Lines from a collection:
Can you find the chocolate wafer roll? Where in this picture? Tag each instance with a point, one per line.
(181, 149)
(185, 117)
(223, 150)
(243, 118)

* TASK PROMPT
Copy each of the lines above word for word, keeping their order.

* RESPONSE TO THE EXERCISE
Can you find the chocolate wafer roll? Where in this picture? Tag each instance with a point, one per line.
(181, 149)
(185, 117)
(223, 150)
(243, 118)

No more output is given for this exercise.